Task to carry out
Retype every one of the following records word for word, keeping each line as it appears.

** begin **

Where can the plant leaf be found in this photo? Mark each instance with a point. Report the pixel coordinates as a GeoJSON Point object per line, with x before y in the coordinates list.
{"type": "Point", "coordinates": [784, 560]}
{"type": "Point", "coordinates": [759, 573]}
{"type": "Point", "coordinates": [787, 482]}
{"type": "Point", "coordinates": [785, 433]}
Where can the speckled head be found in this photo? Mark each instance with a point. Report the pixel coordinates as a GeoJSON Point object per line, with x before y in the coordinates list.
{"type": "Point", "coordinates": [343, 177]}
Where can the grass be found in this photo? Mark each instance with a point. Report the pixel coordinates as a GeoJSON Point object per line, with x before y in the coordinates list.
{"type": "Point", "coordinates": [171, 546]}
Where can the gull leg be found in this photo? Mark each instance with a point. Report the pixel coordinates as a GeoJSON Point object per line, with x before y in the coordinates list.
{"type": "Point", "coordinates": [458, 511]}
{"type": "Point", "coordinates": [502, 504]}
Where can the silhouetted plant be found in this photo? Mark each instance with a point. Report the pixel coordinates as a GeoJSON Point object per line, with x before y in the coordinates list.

** end **

Exercise solution
Where can the plant leaf be found in this photo? Mark each instance with a point. Report the pixel coordinates as a GeoJSON Point object per line, with x before y in the coordinates list.
{"type": "Point", "coordinates": [784, 560]}
{"type": "Point", "coordinates": [759, 573]}
{"type": "Point", "coordinates": [787, 482]}
{"type": "Point", "coordinates": [785, 433]}
Where can the speckled head be found in this photo? Mark each instance with a point. Report the pixel coordinates as a GeoJSON Point object per line, with x before y in the coordinates list.
{"type": "Point", "coordinates": [343, 177]}
Where can the grass be found in this photo? Mark each instance with a point. Report the pixel coordinates as a GeoJSON Point object per line, with x before y in the coordinates list.
{"type": "Point", "coordinates": [171, 546]}
Where can the gull leg be found in this photo? Mark each instance with a point. Report the pixel coordinates as a GeoJSON Point object per line, with x before y in the coordinates list.
{"type": "Point", "coordinates": [458, 511]}
{"type": "Point", "coordinates": [502, 504]}
Where can the silhouetted plant be found in this photo? Mark each instance with a point. Report the pixel coordinates as a GeoJSON Point object per line, with x before y in the coordinates list.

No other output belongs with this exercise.